Copy every line of the entries below from the line with "Exercise. For every instance of the terracotta" to the line with "<point>157,542</point>", keeping the instruction lines as they are, and shift each coordinate in the point answers up by 70.

[Data records]
-- -- --

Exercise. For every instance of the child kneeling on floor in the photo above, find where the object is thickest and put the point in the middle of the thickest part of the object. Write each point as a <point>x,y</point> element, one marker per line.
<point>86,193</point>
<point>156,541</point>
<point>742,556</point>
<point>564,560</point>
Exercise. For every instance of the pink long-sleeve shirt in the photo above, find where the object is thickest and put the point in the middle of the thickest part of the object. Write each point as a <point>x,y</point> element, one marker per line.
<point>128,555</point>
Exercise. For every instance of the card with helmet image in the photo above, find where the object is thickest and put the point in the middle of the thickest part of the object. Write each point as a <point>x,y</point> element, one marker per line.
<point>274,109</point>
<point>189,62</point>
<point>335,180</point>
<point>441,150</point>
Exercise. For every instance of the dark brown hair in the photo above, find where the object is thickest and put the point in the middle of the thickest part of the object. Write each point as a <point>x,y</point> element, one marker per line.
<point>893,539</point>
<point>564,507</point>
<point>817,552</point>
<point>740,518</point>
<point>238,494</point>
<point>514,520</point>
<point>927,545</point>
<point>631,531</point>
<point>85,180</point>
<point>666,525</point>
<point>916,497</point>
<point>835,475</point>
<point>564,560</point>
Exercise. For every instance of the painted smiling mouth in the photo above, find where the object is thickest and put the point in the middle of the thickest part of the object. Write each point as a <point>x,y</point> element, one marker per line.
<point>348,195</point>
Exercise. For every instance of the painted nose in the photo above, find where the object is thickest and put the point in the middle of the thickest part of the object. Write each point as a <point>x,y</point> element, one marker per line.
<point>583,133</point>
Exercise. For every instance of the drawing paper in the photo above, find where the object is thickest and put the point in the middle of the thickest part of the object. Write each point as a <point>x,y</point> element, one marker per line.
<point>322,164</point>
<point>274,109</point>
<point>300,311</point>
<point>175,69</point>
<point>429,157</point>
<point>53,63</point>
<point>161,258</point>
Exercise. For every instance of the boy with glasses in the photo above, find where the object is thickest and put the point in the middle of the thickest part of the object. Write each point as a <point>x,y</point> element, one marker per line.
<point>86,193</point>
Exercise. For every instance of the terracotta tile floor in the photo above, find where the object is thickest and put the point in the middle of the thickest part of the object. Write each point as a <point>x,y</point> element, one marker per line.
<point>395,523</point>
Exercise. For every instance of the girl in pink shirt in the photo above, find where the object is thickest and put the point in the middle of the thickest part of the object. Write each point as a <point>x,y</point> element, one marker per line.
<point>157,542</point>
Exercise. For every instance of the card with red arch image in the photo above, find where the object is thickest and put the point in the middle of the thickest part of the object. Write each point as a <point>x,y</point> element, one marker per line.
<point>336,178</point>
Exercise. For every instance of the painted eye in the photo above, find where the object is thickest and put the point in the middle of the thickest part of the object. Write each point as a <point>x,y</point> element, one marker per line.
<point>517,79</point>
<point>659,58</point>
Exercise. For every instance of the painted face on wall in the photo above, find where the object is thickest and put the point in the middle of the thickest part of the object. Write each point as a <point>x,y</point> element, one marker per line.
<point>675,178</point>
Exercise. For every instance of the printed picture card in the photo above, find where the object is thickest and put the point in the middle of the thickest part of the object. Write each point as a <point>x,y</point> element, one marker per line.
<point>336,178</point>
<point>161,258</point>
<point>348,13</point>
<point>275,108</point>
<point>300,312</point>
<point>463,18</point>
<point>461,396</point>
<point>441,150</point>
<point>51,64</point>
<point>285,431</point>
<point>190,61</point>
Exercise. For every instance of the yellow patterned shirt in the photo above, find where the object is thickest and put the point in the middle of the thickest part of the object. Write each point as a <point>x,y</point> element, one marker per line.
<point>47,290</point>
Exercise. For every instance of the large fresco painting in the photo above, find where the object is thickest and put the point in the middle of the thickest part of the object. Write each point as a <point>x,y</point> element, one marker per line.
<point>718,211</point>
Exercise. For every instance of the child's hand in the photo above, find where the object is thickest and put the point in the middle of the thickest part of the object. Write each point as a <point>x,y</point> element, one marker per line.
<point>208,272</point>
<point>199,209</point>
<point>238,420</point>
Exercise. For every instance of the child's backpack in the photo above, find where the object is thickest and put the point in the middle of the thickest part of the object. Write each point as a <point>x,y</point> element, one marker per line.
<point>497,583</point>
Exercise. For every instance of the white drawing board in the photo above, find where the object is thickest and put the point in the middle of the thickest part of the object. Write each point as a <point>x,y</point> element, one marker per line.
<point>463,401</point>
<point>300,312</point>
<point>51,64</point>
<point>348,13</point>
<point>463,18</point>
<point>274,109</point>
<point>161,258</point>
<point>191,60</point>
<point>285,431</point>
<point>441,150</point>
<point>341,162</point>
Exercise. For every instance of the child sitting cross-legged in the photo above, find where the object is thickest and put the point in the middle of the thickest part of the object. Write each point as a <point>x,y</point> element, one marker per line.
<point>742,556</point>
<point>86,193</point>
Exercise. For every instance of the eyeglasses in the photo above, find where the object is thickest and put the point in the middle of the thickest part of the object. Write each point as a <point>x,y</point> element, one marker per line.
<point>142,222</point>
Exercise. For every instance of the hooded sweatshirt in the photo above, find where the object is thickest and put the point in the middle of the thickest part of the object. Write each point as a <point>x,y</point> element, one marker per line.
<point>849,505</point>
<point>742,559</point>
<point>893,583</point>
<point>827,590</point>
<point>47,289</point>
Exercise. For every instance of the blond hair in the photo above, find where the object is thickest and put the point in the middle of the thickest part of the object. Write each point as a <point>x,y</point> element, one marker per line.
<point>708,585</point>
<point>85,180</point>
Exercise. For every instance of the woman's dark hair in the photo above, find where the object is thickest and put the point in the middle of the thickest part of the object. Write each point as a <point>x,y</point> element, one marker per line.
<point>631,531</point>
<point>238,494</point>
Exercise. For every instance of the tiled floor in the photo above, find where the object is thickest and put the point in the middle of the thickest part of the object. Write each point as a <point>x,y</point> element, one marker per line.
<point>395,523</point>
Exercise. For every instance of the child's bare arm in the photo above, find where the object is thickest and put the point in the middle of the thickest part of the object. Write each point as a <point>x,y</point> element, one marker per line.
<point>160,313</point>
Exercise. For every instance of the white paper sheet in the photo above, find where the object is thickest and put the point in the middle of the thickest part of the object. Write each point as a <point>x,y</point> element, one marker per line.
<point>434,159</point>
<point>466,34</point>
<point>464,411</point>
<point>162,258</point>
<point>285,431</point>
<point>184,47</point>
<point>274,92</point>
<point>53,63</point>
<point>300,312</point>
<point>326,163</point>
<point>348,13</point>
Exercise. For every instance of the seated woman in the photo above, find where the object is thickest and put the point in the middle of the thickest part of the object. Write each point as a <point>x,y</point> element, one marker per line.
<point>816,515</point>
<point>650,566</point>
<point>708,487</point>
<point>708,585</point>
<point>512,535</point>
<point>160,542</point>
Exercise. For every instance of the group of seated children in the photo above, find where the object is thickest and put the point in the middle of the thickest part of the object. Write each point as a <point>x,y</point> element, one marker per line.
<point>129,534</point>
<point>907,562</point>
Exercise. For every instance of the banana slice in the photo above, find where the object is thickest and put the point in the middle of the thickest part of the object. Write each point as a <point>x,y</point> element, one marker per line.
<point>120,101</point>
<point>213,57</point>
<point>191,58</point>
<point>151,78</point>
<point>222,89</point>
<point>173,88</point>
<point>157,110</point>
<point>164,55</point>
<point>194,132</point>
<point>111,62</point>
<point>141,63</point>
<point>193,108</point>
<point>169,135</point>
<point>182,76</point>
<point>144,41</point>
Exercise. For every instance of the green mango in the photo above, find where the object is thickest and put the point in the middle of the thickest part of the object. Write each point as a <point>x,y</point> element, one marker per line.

-- -- --

RESPONSE FOR THIS EXERCISE:
Exercise. For every instance of the terracotta tile floor in the photo above, find where the object is thickest and put the point in the middle of the thickest part of the object. Write each point as a <point>x,y</point> element, one marker per line.
<point>465,593</point>
Exercise. For every instance of the girl in pink shirt in the photo above, find where the object is thickest and put the point in the middle of the thickest part of the object. Write each point as a <point>x,y</point> element, one marker per line.
<point>227,612</point>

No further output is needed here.